> _Teks untuk Dianalisis_

┌──

EKONOMI & INVESTASI

Data Kemiskinan BPS Diragukan, Tak Mencerminkan Kenyataan Sosial Ekonomi

×

Data Kemiskinan BPS Diragukan, Tak Mencerminkan Kenyataan Sosial Ekonomi

Sebarkan artikel ini
Data Kemiskinan BPS Diragukan, Tak Mencerminkan Kenyataan Sosial Ekonomi. Foto: Antara Foto

MITRABERITA.NET | Angka kemiskinan di Indonesia diklaim mencapai titik terendah dalam dua dekade terakhir. Namun, di balik klaim itu, muncul pertanyaan besar: apakah realitas di lapangan benar-benar mencerminkan data yang disampaikan Badan Pusat Statistik (BPS)?

Sebagai informasi, BPS mencatat jumlah penduduk miskin per Maret 2025 sebesar 23,85 juta orang atau 8,29% dari total populasi nasional Indonesia, mengalami penurunan dibanding periode sebelumnya.

Tetapi bagi sebagian pihak menganggap bahwa angka tersebut justru menyisakan keraguan, terutama dalam hal metodologi pengukuran dan validitas indikator.

Keraguan itu salah satunya diungkapkan Direktur Eksekutif Institute for Development of Economics and Finance (Indef), Esther Sri Astuti. Keraguan itu diungkapkan dalam keterangannya kepada media.

└──

> _Daftar Item_
┌──

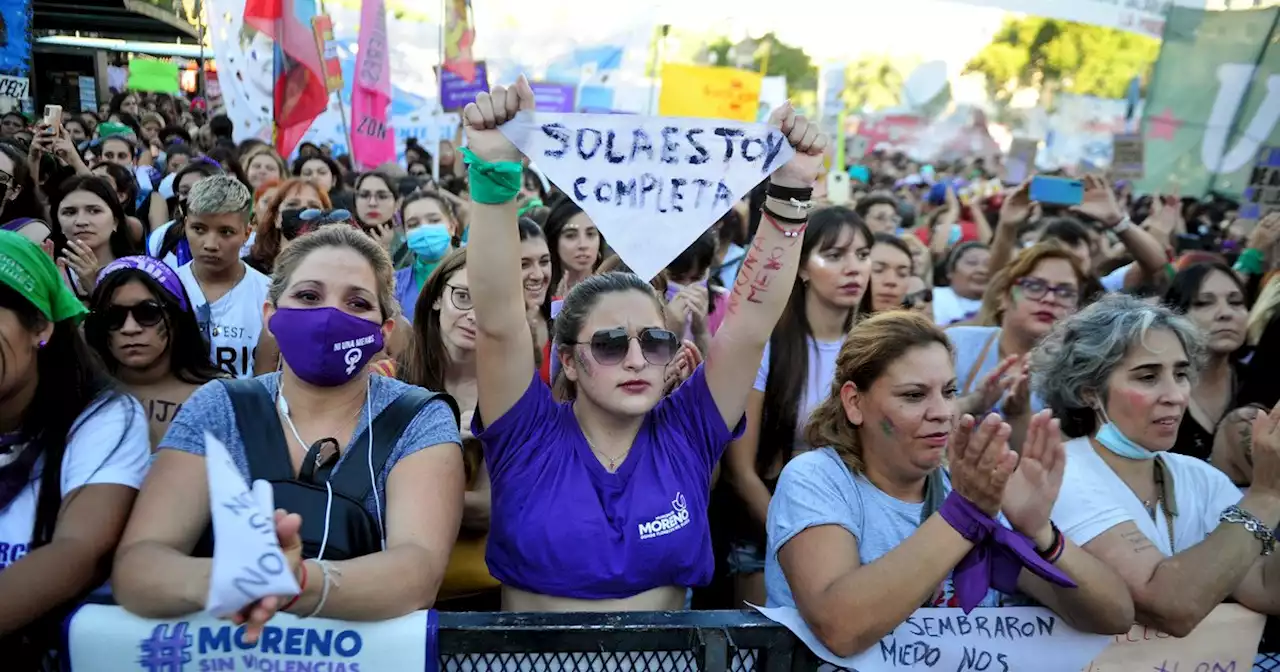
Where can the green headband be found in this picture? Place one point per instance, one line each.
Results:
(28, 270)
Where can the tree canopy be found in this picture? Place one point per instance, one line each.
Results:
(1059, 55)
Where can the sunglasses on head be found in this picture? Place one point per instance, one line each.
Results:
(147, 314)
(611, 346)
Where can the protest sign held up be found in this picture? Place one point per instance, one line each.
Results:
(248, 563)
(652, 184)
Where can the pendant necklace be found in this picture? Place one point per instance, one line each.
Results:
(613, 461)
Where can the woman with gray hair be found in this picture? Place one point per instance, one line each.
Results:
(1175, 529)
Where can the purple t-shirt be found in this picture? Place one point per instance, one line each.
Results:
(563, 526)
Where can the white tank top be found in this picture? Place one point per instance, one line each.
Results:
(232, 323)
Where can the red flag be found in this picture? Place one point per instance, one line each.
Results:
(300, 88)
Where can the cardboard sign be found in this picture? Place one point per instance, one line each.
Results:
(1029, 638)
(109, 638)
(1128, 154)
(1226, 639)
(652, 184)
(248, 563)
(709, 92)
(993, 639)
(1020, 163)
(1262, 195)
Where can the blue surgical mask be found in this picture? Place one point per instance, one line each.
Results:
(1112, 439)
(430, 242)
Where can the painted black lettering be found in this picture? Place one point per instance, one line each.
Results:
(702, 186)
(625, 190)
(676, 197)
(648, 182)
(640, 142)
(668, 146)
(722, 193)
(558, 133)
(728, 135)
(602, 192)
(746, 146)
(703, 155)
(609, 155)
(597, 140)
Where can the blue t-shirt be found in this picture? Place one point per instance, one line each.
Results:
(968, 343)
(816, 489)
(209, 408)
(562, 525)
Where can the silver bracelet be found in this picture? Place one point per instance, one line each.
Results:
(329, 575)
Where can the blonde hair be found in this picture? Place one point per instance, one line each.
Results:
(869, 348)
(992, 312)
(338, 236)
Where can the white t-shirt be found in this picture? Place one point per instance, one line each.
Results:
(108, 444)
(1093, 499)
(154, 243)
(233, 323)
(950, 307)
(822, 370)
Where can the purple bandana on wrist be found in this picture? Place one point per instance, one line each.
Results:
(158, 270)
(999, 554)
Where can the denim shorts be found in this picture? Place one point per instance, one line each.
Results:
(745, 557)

└──
┌──

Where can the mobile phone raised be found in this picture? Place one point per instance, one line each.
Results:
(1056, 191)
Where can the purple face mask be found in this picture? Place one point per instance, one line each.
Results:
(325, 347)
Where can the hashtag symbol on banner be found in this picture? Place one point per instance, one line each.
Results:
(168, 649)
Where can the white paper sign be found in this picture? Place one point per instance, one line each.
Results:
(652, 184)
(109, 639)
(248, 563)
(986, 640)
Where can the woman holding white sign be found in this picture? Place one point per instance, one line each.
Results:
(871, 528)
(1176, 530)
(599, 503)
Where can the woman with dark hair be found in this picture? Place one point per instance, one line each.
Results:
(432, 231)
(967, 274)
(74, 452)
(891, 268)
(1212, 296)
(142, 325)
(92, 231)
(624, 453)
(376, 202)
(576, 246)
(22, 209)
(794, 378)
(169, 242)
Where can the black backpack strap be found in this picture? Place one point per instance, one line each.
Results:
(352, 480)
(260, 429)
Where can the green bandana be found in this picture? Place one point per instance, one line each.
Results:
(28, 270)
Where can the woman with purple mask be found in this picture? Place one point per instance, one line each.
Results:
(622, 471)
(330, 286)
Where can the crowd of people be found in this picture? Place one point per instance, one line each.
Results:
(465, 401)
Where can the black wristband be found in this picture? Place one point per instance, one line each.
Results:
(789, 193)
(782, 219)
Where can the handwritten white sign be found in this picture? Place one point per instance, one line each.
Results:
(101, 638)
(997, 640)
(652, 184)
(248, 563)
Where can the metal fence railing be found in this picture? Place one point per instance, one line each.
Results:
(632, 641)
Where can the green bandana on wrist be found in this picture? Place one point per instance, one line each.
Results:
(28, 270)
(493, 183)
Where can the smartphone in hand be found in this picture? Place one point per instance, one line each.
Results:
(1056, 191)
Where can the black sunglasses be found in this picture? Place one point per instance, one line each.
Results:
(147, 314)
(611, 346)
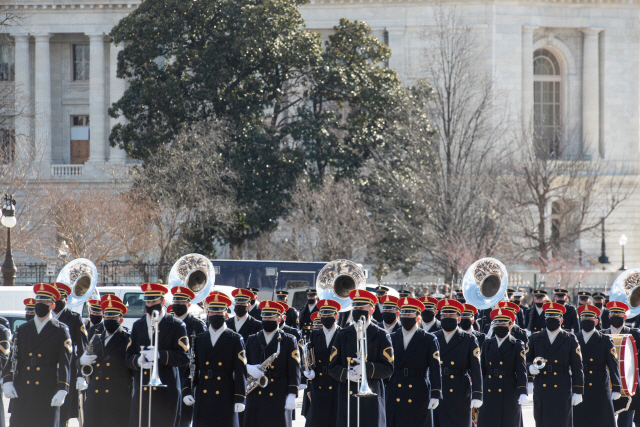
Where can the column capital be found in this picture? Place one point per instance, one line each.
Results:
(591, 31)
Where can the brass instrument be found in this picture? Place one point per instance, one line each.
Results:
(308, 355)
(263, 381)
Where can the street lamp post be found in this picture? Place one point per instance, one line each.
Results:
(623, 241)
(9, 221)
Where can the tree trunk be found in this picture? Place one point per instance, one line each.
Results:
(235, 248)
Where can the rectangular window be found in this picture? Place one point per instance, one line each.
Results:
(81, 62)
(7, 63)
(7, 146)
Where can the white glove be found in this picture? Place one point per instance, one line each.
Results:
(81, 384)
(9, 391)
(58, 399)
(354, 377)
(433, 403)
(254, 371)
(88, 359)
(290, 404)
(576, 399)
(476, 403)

└──

Salin dengan persis bagian teks tentang data kemiskinan BPS, mulai dari "EKONOMI & INVESTASI" sampai dengan "dibanding periode sebelumnya.", termasuk kata-kata terakhir itu. Item-item di atas tidak diperlukan dalam latihan ini.

EKONOMI & INVESTASI

Data Kemiskinan BPS Diragukan, Tak Mencerminkan Kenyataan Sosial Ekonomi

×

Data Kemiskinan BPS Diragukan, Tak Mencerminkan Kenyataan Sosial Ekonomi

Sebarkan artikel ini
Data Kemiskinan BPS Diragukan, Tak Mencerminkan Kenyataan Sosial Ekonomi. Foto: Antara Foto

MITRABERITA.NET | Angka kemiskinan di Indonesia diklaim mencapai titik terendah dalam dua dekade terakhir. Namun, di balik klaim itu, muncul pertanyaan besar: apakah realitas di lapangan benar-benar mencerminkan data yang disampaikan Badan Pusat Statistik (BPS)?

Sebagai informasi, BPS mencatat jumlah penduduk miskin per Maret 2025 sebesar 23,85 juta orang atau 8,29% dari total populasi nasional Indonesia, mengalami penurunan dibanding periode sebelumnya.